Written instruction:
Return every line below that contains the word "rear", copying each one unchanged.

[Dataset entries]
-------

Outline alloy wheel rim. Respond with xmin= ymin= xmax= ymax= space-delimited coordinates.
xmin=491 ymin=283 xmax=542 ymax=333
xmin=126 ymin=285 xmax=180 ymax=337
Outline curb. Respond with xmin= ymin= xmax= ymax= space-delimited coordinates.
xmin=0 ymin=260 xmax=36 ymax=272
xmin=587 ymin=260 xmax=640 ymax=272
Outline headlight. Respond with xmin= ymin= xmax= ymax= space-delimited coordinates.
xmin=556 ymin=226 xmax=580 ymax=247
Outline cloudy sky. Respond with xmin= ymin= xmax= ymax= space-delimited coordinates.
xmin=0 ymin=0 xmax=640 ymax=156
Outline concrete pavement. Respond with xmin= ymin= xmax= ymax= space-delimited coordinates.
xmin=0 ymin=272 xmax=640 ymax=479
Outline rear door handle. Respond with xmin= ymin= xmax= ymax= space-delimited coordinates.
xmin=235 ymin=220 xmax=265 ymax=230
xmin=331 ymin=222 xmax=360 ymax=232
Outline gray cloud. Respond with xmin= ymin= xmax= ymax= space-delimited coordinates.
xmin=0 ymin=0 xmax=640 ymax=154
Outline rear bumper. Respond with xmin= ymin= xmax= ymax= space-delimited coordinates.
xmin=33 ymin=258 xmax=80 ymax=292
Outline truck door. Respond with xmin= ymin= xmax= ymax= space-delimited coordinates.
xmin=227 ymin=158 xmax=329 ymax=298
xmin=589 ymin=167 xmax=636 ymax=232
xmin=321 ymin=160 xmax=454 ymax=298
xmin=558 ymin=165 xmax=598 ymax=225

-------

Output of the exercise:
Outline rear door handle. Respond with xmin= ymin= xmax= ymax= space-delimited coordinates.
Outline rear bumper. Respond with xmin= ymin= xmax= ymax= space-delimited coordinates.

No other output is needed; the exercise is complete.